» 示例原文:
<<<<

Mat Myfilter2D(Mat srcImage);
Mat filter2D_(Mat srcImage);

int main()
{
    Mat srcImage = imread("D:\大海.jpg");
    if (!srcImage.data)
    {
        cout << "读入图片失败" << endl;
        return -1;
    }
    Mat srcGray;
    cvtColor(srcImage, srcGray, CV_BGR2GRAY);
    imshow("srcGray", srcGray);
    Mat resultImage = Myfilter2D(srcGray);
    imshow("resultImage1", resultImage);
    resultImage = filter2D_(srcGray);
    imshow("resultImage2", resultImage);
    waitKey();
    return 0;
}

//基于像素邻域的掩码操作
Mat Myfilter2D(Mat srcImage)
{
    const int nChannels = srcImage.channels();
    Mat resultImage(srcImage.size(), srcImage.type());
    for (int j = 1; j < srcImage.rows - 1; j++)
    {
        //获取邻域指针
        const uchar* previous = srcImage.ptr<uchar>(j - 1);
        const uchar* current = srcImage.ptr<uchar>(j);
        const uchar* next = srcImage.ptr<uchar>(j + 1);
        uchar * output = resultImage.ptr<uchar>(j);
        for (int i = nChannels; i < nChannels*(srcImage.cols - 1); ++i)

>>>>

» 任务要求: 请接着上面那段 OpenCV 掩码滤波代码的最后一行续写下去。 以下各行取自另一来源，与上面的原文无关。

» 所列数据行:
<<<<

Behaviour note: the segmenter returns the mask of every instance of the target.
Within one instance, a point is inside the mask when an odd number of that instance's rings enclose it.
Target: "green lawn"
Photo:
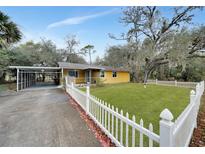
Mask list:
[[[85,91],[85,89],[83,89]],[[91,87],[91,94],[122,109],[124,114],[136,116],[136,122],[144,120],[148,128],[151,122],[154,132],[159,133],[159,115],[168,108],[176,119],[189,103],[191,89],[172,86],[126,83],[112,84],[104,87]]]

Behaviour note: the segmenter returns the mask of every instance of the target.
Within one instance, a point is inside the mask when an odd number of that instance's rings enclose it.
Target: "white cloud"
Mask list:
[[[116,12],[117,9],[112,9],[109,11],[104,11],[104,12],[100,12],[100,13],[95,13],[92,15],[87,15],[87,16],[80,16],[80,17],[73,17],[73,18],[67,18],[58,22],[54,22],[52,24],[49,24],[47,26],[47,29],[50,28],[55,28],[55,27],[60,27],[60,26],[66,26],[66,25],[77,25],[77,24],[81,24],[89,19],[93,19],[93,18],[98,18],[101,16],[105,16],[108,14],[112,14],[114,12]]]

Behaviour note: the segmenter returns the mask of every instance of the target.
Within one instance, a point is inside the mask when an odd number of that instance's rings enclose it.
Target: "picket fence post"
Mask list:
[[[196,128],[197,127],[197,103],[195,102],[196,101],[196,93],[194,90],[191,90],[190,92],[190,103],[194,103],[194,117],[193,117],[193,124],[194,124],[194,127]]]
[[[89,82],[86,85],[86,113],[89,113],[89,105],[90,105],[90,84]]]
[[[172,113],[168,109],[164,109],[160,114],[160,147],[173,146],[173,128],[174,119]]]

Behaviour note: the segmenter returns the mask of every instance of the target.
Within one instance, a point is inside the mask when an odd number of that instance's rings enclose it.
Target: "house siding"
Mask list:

>>>>
<<<<

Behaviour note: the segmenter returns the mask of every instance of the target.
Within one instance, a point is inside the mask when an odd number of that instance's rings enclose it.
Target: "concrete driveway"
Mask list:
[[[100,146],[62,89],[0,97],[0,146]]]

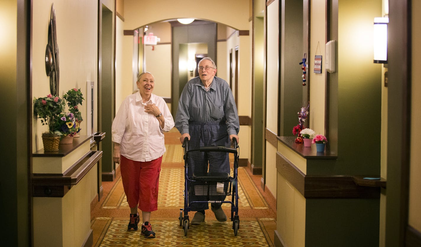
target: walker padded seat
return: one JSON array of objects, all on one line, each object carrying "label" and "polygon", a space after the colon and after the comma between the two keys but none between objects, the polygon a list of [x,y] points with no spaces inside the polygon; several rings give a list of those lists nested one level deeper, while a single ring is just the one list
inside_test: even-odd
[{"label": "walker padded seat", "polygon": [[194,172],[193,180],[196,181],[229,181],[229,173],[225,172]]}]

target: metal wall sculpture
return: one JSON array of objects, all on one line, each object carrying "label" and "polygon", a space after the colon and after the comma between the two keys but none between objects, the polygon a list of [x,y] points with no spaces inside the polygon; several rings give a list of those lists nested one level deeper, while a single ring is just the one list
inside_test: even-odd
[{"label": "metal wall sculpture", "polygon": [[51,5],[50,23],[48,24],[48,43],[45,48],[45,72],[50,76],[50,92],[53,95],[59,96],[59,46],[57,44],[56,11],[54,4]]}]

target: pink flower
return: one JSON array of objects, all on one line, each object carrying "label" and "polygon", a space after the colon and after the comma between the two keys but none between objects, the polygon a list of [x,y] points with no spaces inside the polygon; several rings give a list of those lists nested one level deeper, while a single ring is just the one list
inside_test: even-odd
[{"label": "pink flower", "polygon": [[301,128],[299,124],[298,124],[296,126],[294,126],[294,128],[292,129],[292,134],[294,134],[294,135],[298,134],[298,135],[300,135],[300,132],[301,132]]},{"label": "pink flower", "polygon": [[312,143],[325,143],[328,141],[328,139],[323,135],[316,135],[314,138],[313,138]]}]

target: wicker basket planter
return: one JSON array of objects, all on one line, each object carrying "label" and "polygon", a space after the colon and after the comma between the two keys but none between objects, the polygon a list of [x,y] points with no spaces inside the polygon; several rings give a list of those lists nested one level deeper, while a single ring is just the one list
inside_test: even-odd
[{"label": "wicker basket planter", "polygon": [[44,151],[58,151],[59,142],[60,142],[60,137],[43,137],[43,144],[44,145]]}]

>>>>

» 作答内容:
        {
            //进行4-邻域掩码操作
            *output++ = saturate_cast<uchar>(current[i - nChannels] + current[i + nChannels]
                + previous[i] + next[i]) / 4;
        }
    }

    //进行边界处理
    resultImage.row(0).setTo(Scalar(0));
    resultImage.row(resultImage.rows - 1).setTo(Scalar(0));
    resultImage.col(0).setTo(Scalar(0));
    resultImage.col(resultImage.cols - 1).setTo(Scalar(0));
    return resultImage;
}

//使用自带掩码库进行操作
Mat filter2D_(Mat srcImage)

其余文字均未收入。